WORK ORDER →
Please give the listing underneath again, exactly as shown.

--- DATA RECORDS ---

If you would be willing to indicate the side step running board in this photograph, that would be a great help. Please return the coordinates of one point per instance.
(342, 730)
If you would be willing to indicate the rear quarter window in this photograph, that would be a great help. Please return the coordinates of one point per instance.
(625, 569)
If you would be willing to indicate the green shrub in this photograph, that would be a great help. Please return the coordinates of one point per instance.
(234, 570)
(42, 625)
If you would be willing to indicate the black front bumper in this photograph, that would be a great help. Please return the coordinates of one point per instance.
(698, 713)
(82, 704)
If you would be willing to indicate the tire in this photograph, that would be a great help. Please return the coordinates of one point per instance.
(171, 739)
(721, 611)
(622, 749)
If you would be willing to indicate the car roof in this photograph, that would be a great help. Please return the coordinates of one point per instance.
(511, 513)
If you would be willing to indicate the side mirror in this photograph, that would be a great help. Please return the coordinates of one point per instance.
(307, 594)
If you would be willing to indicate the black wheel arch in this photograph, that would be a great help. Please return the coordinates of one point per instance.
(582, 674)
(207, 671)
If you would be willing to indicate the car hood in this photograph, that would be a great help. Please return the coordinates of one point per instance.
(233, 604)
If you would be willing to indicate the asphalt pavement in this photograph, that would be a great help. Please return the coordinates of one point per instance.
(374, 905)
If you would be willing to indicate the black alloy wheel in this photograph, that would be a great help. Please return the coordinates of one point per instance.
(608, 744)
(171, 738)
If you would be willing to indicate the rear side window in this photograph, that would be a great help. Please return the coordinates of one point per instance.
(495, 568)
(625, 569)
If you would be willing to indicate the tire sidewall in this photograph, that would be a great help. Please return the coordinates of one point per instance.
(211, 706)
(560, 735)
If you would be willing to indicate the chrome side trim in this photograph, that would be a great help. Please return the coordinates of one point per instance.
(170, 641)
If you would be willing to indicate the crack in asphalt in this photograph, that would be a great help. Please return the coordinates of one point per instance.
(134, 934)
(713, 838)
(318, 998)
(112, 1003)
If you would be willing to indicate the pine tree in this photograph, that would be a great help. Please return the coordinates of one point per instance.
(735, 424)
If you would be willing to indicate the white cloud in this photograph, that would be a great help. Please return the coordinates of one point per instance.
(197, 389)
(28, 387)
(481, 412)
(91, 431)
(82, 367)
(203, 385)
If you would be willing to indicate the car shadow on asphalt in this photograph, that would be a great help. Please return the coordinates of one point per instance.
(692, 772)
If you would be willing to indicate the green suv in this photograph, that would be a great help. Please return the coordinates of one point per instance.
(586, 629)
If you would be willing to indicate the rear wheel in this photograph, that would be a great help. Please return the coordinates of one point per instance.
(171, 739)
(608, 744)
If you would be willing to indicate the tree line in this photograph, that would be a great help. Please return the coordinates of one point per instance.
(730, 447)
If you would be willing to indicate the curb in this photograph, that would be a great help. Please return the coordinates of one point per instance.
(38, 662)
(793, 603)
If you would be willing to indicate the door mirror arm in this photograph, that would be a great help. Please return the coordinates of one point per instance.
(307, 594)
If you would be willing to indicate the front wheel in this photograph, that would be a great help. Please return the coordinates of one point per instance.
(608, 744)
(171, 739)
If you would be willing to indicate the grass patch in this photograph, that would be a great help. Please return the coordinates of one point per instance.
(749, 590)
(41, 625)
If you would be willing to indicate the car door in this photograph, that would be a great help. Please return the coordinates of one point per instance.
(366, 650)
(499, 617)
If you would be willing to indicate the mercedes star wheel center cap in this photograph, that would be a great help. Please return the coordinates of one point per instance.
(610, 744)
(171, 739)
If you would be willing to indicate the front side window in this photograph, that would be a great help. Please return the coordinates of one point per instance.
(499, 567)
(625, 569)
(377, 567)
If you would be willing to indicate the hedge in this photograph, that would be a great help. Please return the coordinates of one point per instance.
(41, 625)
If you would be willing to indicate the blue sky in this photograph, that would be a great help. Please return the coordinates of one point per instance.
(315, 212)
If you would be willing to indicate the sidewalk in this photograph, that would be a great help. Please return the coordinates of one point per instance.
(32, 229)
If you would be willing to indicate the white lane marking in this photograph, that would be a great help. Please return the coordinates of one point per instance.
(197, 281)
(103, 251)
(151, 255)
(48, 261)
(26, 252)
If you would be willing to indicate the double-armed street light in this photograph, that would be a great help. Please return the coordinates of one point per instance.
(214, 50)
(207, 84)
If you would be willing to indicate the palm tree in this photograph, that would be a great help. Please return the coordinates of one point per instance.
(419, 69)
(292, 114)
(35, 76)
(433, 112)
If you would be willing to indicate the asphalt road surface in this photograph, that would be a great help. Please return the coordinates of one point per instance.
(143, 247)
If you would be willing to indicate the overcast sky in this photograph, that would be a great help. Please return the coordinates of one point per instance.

---

COMPLETED EXERCISE →
If you would be willing to indicate the side step running board in this photograph, that would be a great help. Please return the coordinates of one point per instance.
(342, 730)
If you would be willing to indicate the rear quarter window in this photograph, that would be a great help. Please return the coordinates of one point per instance.
(625, 569)
If you would be willing to indicate the green shrub in this photograph, that would be a great help. Please return the coordinates of one point per instance.
(234, 570)
(42, 625)
If you would be willing to indicate the black front bumper in this photograph, that would be a great help. Please return the coordinates of one point per instance.
(698, 713)
(82, 704)
If you would be willing to indicate the tire in this photograph, that would be a great help. Please return the coordinates of one point per instance.
(171, 739)
(721, 611)
(622, 749)
If you would be willing to indicate the car roof in this photograph, that would be a great help. Please return the coordinates of one point per instance.
(511, 513)
If you would be willing to indicate the side mirror in this photograph, that would be a great help. Please return the coordinates of one point per instance.
(307, 594)
If you would be willing to indicate the black wheel arch in this photograph, that would be a great help. Please return the coordinates of one point per instance.
(582, 674)
(207, 671)
If you would be willing to indicate the car hood in this photograph, that would be a great help. Please return the coordinates of one point per instance.
(233, 604)
If you would be willing to indicate the asphalt pavement in this photograph, that would be a great help. Please return the coordinates of one point per instance.
(374, 905)
If you would be willing to indicate the black alloy wheel in this photograph, that would be a great help. Please return the coordinates of one point per instance.
(608, 744)
(171, 738)
If you would be willing to indicate the rear side window in this photograph, that would be a great help. Please return the coordinates of one point per instance.
(495, 568)
(625, 569)
If you would be willing to indicate the tire sidewall in this photograph, that would be a great help. Please return the coordinates of one point per instance.
(211, 706)
(560, 735)
If you would be willing to indicate the chrome side trim in this photograph, that would be a great help. Please return the coordinates of one point per instance.
(170, 641)
If you would be willing to indicate the crack in asphalt in this photograph, that would be a great help. Please return the coordinates of one point per instance.
(134, 934)
(713, 838)
(318, 998)
(112, 1003)
If you would be willing to indicate the pine tree in this photograph, that would be a great help. Please return the coordinates of one point per instance.
(735, 424)
If you would be willing to indicate the white cloud in this photograph, that would be a great help. Please return the coordinates of one point per instance.
(197, 389)
(28, 387)
(481, 412)
(91, 431)
(82, 367)
(203, 385)
If you would be willing to indicate the car shadow on asphalt in this photograph, that would be a great help. Please return the coordinates of one point per instance.
(692, 772)
If you would be willing to indicate the green suv in this photograph, that would be a great help. Please return the coordinates of one point per instance.
(586, 629)
If you would be willing to indicate the rear wheel in this photograph, that would be a great help. Please return the coordinates of one point per instance.
(171, 739)
(608, 744)
If you would be willing to indicate the tree line in this photograph, that would be a great help. Please return the coordinates of one point per instance.
(730, 447)
If you would be willing to indicate the curb in this photograph, that would be a great help. Please return the coordinates of one point per instance.
(38, 662)
(793, 603)
If you would be willing to indicate the door mirror arm in this photograph, that would be a great help. Please return the coordinates of one point per instance.
(307, 594)
If you would be willing to indicate the front wheel in this photograph, that would be a great help. Please return the coordinates of one point per instance.
(608, 744)
(171, 739)
If you would be willing to indicate the grass patch in this photograph, that would be a great help. Please return the coordinates of one point per instance.
(749, 590)
(41, 625)
If you would be willing to indicate the car door in this photograph, that would be a great help. Please return the coordinates of one point per instance.
(366, 650)
(499, 617)
If you would be willing to indicate the mercedes star wheel center cap in this photograph, that would be a great help. Please return the coordinates of one point per instance.
(610, 744)
(171, 739)
If you would be willing to indicate the front side window in this photograph, that would be a great help. Please return the coordinates of one point per instance.
(499, 567)
(625, 569)
(377, 567)
If you would be willing to indicate the hedge in this photograph, that would be a great help. Please return the coordinates of one point per instance.
(41, 625)
If you would be willing to indicate the blue sky in this photograph, that would be a great help. Please return the coordinates of one point per instance.
(315, 212)
If you would be willing to indicate the sidewalk in this photograph, that would be a great help. Please return the coordinates of one point per instance.
(32, 229)
If you would be willing to indicate the white lane marking in this photograph, that would be a great help. Please return the coordinates of one point per instance.
(197, 281)
(103, 251)
(151, 255)
(48, 261)
(26, 252)
If you would be willing to indicate the double-armed street light in this photograph, that would be a great help. Please return the coordinates of one point per instance.
(214, 50)
(207, 84)
If you would be willing to indicate the palm tree in this photograph, that would be a great help. Please return the coordinates of one point per instance.
(419, 69)
(292, 114)
(35, 76)
(433, 112)
If you would be willing to indicate the asphalt road surface in this photograph, that would be a great help. Please return the coordinates of one point per instance.
(143, 247)
If you would be willing to indicate the overcast sky in this photograph, that would be a great help. Please return the coordinates of one point per instance.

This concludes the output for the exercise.